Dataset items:
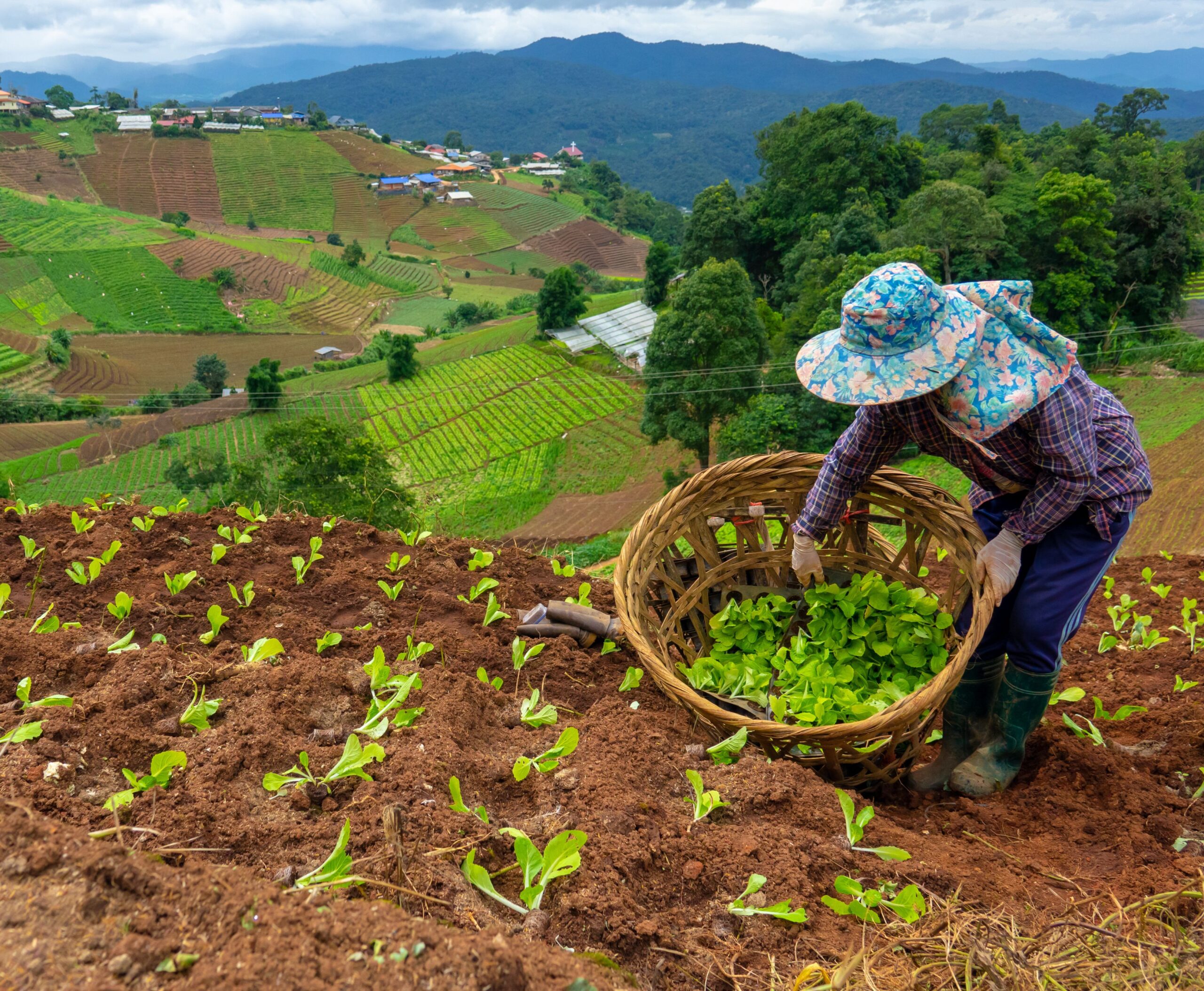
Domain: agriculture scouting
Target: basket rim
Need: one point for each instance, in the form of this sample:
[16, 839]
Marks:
[710, 486]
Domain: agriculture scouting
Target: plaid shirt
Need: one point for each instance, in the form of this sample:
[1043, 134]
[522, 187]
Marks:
[1078, 447]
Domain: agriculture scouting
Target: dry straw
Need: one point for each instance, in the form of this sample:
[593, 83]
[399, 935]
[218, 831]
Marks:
[673, 575]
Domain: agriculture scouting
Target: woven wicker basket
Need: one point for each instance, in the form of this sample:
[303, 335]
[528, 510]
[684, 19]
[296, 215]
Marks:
[666, 599]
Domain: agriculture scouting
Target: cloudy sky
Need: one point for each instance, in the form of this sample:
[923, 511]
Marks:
[158, 31]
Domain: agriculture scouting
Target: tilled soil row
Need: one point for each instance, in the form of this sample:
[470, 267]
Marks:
[652, 893]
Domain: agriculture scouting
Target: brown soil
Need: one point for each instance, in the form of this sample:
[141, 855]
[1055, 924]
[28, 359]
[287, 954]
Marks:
[598, 246]
[1082, 820]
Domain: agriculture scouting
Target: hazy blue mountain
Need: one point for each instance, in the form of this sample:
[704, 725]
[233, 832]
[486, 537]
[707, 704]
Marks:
[1177, 68]
[665, 136]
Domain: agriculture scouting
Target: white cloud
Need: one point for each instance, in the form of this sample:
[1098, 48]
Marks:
[156, 31]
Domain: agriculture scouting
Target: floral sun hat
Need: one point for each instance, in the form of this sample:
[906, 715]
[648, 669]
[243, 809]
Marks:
[901, 335]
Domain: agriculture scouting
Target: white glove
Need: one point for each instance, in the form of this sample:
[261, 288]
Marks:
[806, 561]
[1000, 561]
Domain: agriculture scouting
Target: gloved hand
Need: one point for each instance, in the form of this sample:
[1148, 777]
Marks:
[1000, 560]
[806, 561]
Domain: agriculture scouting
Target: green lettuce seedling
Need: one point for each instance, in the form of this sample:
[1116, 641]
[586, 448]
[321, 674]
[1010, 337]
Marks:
[459, 806]
[704, 802]
[301, 566]
[1124, 712]
[1091, 732]
[855, 829]
[583, 595]
[23, 689]
[162, 765]
[217, 621]
[334, 872]
[329, 640]
[483, 586]
[729, 751]
[908, 904]
[390, 591]
[481, 559]
[256, 514]
[535, 717]
[123, 645]
[263, 649]
[390, 692]
[633, 678]
[549, 760]
[199, 709]
[248, 594]
[781, 911]
[356, 758]
[177, 583]
[494, 611]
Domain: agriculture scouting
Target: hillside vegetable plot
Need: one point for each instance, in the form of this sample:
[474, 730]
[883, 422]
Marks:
[282, 177]
[458, 417]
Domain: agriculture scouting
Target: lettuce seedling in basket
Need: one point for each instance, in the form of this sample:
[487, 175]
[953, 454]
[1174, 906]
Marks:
[301, 566]
[247, 598]
[356, 758]
[863, 902]
[162, 766]
[335, 871]
[531, 716]
[482, 587]
[177, 583]
[458, 802]
[263, 649]
[199, 711]
[704, 802]
[329, 640]
[481, 559]
[217, 621]
[781, 911]
[549, 760]
[855, 829]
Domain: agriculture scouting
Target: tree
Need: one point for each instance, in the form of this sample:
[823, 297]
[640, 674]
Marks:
[704, 358]
[660, 267]
[264, 389]
[330, 468]
[951, 218]
[560, 300]
[211, 371]
[715, 229]
[61, 97]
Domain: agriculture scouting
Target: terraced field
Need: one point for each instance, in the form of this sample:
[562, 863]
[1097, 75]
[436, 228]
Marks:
[283, 177]
[455, 418]
[132, 290]
[59, 226]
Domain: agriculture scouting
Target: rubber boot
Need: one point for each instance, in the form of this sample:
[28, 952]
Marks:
[965, 724]
[1018, 711]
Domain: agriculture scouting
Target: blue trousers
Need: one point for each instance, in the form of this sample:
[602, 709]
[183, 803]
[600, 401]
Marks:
[1057, 578]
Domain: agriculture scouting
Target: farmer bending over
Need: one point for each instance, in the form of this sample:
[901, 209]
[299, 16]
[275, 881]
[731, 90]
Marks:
[970, 375]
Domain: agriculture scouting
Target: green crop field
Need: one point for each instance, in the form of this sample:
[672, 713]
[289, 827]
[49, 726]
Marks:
[455, 418]
[58, 226]
[283, 177]
[132, 290]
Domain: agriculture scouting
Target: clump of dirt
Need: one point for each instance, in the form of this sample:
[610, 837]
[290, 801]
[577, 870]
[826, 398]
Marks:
[650, 897]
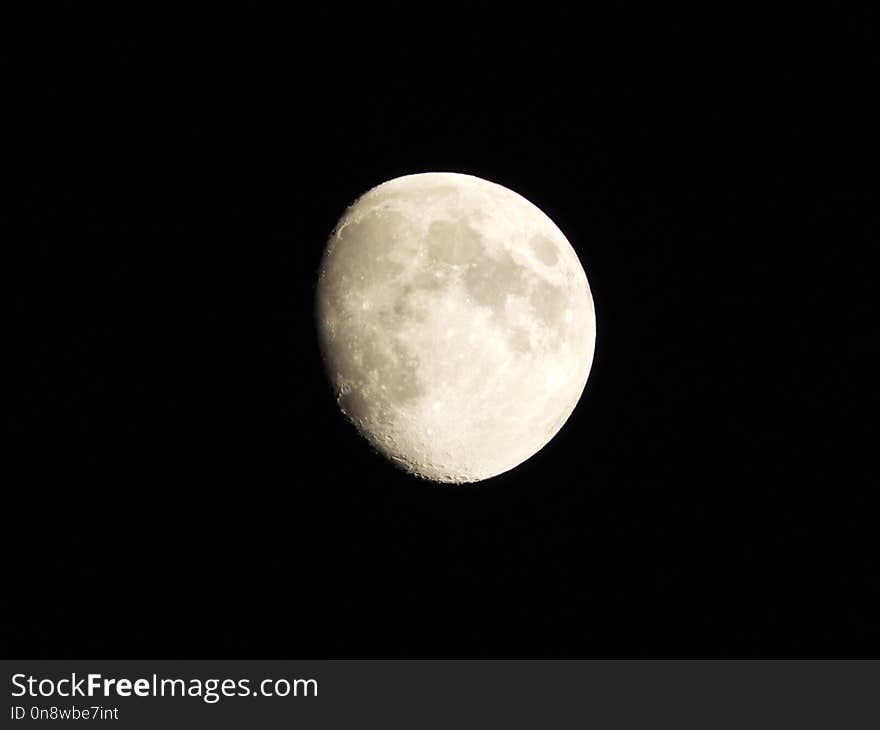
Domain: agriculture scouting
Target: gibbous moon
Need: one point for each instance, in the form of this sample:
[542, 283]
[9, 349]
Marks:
[456, 324]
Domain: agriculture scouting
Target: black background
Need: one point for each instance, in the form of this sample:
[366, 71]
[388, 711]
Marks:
[181, 482]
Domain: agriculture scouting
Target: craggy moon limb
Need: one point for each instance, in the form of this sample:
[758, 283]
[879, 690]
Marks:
[456, 324]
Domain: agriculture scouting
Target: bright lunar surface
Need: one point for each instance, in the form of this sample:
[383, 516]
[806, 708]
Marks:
[456, 324]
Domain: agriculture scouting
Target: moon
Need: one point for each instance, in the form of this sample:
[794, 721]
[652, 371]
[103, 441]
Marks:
[456, 325]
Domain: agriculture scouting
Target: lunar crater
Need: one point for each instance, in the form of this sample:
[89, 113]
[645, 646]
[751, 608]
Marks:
[457, 325]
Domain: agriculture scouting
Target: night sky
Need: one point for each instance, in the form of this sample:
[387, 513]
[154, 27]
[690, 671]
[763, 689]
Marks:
[181, 481]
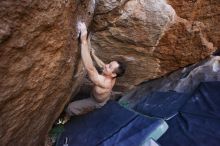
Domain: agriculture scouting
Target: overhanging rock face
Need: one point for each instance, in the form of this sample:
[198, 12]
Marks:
[155, 37]
[40, 65]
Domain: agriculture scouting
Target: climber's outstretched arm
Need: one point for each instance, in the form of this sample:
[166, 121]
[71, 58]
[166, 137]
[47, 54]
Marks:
[86, 58]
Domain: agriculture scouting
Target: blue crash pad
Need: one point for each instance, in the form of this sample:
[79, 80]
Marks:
[198, 121]
[111, 125]
[161, 104]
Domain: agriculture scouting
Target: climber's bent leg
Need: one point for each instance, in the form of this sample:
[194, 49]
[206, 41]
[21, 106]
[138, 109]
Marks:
[83, 106]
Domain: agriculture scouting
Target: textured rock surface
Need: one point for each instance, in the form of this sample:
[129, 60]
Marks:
[184, 80]
[154, 37]
[39, 65]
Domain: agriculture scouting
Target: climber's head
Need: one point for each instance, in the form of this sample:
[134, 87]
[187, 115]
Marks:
[114, 69]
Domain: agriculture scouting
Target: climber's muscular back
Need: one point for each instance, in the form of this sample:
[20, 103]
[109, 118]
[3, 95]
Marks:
[102, 92]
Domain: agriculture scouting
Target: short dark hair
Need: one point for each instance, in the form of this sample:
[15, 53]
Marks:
[120, 70]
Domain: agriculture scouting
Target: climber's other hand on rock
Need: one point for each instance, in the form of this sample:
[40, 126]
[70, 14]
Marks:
[83, 31]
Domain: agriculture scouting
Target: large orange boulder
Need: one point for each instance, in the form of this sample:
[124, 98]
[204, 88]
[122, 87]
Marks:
[155, 37]
[40, 65]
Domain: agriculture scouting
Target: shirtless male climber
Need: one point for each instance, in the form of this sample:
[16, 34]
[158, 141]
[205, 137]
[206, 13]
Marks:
[103, 83]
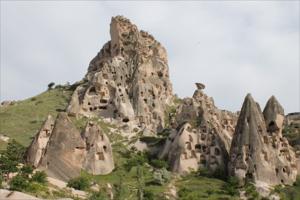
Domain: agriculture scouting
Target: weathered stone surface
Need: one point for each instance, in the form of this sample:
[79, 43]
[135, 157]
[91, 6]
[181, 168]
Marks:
[202, 137]
[99, 157]
[274, 116]
[38, 145]
[65, 150]
[62, 151]
[128, 80]
[257, 154]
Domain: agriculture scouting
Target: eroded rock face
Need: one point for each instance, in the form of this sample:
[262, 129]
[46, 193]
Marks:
[202, 137]
[258, 153]
[68, 151]
[65, 150]
[99, 157]
[128, 80]
[38, 145]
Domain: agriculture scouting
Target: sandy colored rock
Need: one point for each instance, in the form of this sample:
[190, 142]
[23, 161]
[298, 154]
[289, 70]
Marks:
[257, 154]
[65, 151]
[202, 137]
[128, 80]
[37, 148]
[99, 157]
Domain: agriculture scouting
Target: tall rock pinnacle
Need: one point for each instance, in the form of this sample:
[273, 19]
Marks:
[255, 155]
[128, 80]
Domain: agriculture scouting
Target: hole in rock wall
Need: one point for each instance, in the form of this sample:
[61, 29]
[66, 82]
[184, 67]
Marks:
[100, 156]
[272, 127]
[103, 101]
[92, 91]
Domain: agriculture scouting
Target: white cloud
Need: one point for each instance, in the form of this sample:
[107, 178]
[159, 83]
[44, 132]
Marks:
[232, 47]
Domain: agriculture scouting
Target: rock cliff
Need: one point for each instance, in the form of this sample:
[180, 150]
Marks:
[202, 135]
[127, 81]
[258, 150]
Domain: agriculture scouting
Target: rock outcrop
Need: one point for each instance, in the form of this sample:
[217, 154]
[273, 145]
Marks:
[38, 145]
[99, 157]
[258, 150]
[62, 151]
[128, 80]
[65, 150]
[202, 137]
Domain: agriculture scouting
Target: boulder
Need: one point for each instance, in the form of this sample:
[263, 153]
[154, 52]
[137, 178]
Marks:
[127, 81]
[99, 157]
[256, 154]
[37, 148]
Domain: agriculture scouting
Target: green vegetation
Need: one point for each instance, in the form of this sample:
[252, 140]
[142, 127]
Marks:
[79, 183]
[194, 187]
[289, 192]
[22, 120]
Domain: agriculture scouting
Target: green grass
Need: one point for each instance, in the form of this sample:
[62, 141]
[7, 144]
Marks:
[193, 187]
[22, 120]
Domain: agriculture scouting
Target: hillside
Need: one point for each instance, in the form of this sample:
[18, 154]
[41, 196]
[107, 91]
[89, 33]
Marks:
[23, 119]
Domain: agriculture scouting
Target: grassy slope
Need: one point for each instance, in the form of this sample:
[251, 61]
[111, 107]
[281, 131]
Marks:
[196, 187]
[22, 120]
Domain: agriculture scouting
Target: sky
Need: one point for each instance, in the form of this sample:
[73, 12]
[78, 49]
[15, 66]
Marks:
[233, 47]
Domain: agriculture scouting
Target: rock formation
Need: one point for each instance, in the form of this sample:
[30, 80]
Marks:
[259, 152]
[65, 150]
[38, 145]
[203, 137]
[99, 157]
[61, 150]
[128, 80]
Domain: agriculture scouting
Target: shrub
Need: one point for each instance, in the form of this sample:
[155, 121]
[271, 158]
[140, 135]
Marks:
[18, 183]
[159, 163]
[40, 177]
[98, 196]
[50, 85]
[79, 183]
[26, 170]
[161, 176]
[136, 160]
[231, 187]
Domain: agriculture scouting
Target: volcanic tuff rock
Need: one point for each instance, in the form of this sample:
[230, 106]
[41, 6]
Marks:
[259, 152]
[63, 151]
[128, 80]
[203, 137]
[38, 145]
[99, 157]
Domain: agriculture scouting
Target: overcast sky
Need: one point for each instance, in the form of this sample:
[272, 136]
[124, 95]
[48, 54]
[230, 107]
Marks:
[234, 48]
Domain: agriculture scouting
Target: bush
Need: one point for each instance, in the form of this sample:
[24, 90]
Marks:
[161, 176]
[136, 160]
[231, 187]
[26, 170]
[18, 183]
[98, 196]
[79, 183]
[50, 85]
[39, 177]
[159, 163]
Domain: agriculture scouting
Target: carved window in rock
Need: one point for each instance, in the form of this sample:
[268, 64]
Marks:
[193, 152]
[92, 91]
[188, 145]
[217, 151]
[190, 138]
[100, 156]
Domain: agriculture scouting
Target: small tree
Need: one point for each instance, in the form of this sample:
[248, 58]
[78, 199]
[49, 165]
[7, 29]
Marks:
[79, 183]
[50, 85]
[18, 183]
[40, 177]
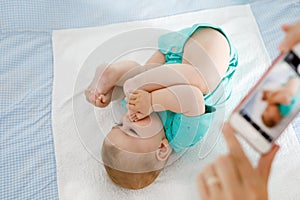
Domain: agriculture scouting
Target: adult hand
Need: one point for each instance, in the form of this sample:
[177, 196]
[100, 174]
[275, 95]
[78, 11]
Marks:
[233, 177]
[292, 36]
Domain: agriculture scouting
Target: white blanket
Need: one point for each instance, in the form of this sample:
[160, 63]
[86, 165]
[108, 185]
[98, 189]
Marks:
[79, 128]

What is being asked =
Look through the entries above, and wherever a line holds the word "moon", copy it.

Your solution =
Target: gibbous moon
Target: craggy moon limb
Target: moon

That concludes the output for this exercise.